*** Opening of Text ***

Floreal was more blunt, and no less bullish on their prospects.

“I feel like we left a lot there,” Floreal said. “My prediction was 21.75 in the 200 and that wouldn’t have been enough to win with the way Gabby (Thomas) ran, but that was my prediction.

There’s more there, after fast Olympic Trials runs

“We were in good enough shape training and the numbers she has run in practice says she could run 21.75. There is a lot more there.”

The women’s 200 gold medalist at the 2016 Rio de Janerio Games, Jamaica’s Elaine Thompson, ran a 21.78 in the finals. In 2012 in London, Allyson Felix, who in Tokyo will represent the United States in her fifth Olympics, won the gold in 21.88 seconds. In 2008 in Beijing, Jamaica’s Veronica Campbell-Brown took home the gold with a 21.74. In 2004 in Atlanta, Campbell won in 22.05.

Thomas won the 200 meters at the U.S. Olympic Trials in 21.61, the fastest time in the world this year, a meet record and the third-fastest time ever in the event.

Prandini is not far off, and to squeeze every tenth of a second out of that gap, Floreal had her go back to their home base in Austin, Texas, rather than get in a race of two in Europe before heading to Tokyo and a busy schedule that starts on Friday with first-round heats in the 100 meters.

Coming out of the U.S. Olympic Trials, the priority was executing throughout the races from reaction time, the start.

In the 200 meters finals, Floreal said, Prandini didn’t push out of the blocks as she had in the first round and in the semifinals. She stood up, used all of her reserve energy to get back in the race and by the time she got back in it she didn’t have enough left. In the prelims and the semis, she had executed from the beginning of the race and was able to run relaxed through the end of it, and in the final that did not happen.

It’s a matter of getting from A to B to C to D to E, and sometimes Prandini would try to go from A to E, skipping some steps.

*** Close of Text ***

→ **Problems to work on**
1. In the article on Prandini's Olympic preparation, what time did Thomas run to win the 200 meters at the U.S. Olympic Trials?
2. Write a continuation of the article on Prandini's Olympic preparation, starting after its last sentence.
The records that follow are from an unrelated source.

*** Opening of Information supplied ***

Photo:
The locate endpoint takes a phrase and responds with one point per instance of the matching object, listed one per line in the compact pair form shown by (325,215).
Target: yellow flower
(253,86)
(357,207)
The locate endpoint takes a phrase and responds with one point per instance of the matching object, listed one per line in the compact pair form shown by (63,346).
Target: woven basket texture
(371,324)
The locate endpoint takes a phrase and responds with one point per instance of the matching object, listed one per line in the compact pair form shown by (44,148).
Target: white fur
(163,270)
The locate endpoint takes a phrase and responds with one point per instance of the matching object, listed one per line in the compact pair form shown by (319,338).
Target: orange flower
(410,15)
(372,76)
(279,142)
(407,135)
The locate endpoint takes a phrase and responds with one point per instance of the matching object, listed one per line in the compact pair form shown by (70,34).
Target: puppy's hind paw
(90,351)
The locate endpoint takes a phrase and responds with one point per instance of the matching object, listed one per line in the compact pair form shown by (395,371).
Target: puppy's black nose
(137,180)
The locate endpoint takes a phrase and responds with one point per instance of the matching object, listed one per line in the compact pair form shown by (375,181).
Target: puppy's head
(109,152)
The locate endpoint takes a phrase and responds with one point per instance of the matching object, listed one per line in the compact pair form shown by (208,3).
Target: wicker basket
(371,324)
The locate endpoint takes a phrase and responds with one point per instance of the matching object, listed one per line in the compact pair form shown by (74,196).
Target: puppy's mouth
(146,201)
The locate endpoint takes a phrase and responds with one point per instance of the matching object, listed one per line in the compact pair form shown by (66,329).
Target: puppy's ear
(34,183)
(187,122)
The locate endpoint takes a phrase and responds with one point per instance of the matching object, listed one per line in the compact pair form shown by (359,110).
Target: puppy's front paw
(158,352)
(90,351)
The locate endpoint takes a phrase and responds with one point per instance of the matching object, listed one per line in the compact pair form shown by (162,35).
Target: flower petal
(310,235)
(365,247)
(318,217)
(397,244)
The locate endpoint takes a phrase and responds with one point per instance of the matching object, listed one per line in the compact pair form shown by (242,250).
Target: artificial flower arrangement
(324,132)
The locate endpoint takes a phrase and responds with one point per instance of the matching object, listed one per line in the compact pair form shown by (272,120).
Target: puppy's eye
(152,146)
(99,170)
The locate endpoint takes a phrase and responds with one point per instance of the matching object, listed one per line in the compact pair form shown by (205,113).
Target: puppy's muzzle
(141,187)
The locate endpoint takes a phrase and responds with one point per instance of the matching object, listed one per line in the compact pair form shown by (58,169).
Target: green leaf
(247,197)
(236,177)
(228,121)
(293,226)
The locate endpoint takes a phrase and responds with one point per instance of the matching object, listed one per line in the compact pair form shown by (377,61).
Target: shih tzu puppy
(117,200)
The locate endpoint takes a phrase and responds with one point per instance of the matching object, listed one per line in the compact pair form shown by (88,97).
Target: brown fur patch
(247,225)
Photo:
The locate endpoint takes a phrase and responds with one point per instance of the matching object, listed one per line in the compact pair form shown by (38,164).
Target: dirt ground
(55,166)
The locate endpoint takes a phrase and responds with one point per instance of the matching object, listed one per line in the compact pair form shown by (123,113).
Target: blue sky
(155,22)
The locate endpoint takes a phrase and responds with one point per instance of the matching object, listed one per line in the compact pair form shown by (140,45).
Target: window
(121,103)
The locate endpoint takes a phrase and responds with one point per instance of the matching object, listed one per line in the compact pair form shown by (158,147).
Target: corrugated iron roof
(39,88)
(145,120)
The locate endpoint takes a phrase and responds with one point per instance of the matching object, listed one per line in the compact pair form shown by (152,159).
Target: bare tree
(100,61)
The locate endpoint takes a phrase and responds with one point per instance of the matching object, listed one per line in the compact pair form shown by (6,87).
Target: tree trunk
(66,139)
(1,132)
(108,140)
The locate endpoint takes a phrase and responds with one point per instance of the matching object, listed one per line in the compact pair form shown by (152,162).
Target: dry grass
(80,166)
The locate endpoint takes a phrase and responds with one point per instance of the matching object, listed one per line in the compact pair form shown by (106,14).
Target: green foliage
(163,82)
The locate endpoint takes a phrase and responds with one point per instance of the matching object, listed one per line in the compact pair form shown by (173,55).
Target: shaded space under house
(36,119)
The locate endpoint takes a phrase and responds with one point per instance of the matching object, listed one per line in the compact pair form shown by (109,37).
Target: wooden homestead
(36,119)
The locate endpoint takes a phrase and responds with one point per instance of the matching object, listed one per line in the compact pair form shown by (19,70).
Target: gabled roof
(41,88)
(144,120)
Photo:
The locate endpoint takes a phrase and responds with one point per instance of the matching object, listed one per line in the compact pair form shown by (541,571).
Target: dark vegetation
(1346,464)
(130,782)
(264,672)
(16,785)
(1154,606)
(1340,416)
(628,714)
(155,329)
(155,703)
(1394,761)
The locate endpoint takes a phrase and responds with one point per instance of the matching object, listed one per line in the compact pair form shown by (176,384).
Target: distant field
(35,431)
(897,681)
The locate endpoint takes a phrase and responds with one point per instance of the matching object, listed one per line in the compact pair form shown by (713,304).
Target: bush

*** Close of Information supplied ***

→ **Numbered answers**
1. 21.61

2.
“The finals, as good as it was, wasn’t Jenna’s best race,” Floreal said. “That’s why we came back here for training. I just felt we didn’t execute properly. If I felt that way I probably would have sent them to Europe to run some more high-end races, but it just needs some more repetition, I feel, and I’m glad we did it. We’re beginning to sort of connect the dots a little better and more consistently, I’ll say that.”

Training up to Olympics

Because of the injuries in 2017 and 2019 – “It was the navicular bone in my foot and any doctor or any athlete who has had it, it kind of makes you cringe when you say it, because it’s such a long recovery” – Prandini trains more often in running shoes than track spikes.

But working with a group that includes Olympic hurdler Keni Harrison, those workouts are no less competitive.

“To be honest, you can really rev up the engine as much as you want, running on cement tires or running on rubber tires,” Floreal said.

The uncertainty in Tokyo also played a role in that. With COVID-19 restrictions, there is an unknown in how much work they will be able to get in once in Japan. But the plan is similar to the one they took into the U.S. Olympic Trials – Prandini didn’t run a race for more than six weeks before taking the track at Hayward Field in Eugene, Ore., working instead on connecting all of the links in that chain, A through E.

That, obviously, worked out well.

“It has been five years, usually it’s only four, and it has been a long, hard process, actually,” said Prandini, who ran the 200 meters in Rio in 2016. “I battled through a lot of injuries in that time, 2017 and 2019, actually both times at the U.S. championships, you didn’t see me perform well there because I had to drop out of the races because my foot was broken. I feel like I’ve stayed training and I’ve been ready to perform really well, been in great shape, but my body wasn’t cooperating and staying healthy.

“It’s going to be exciting for me. I know there’s no fans and obviously it’s going to be a whole lot different than any other OIympics, but I’m just really excited to get the opportunity to get out there and compete and represent the United States.”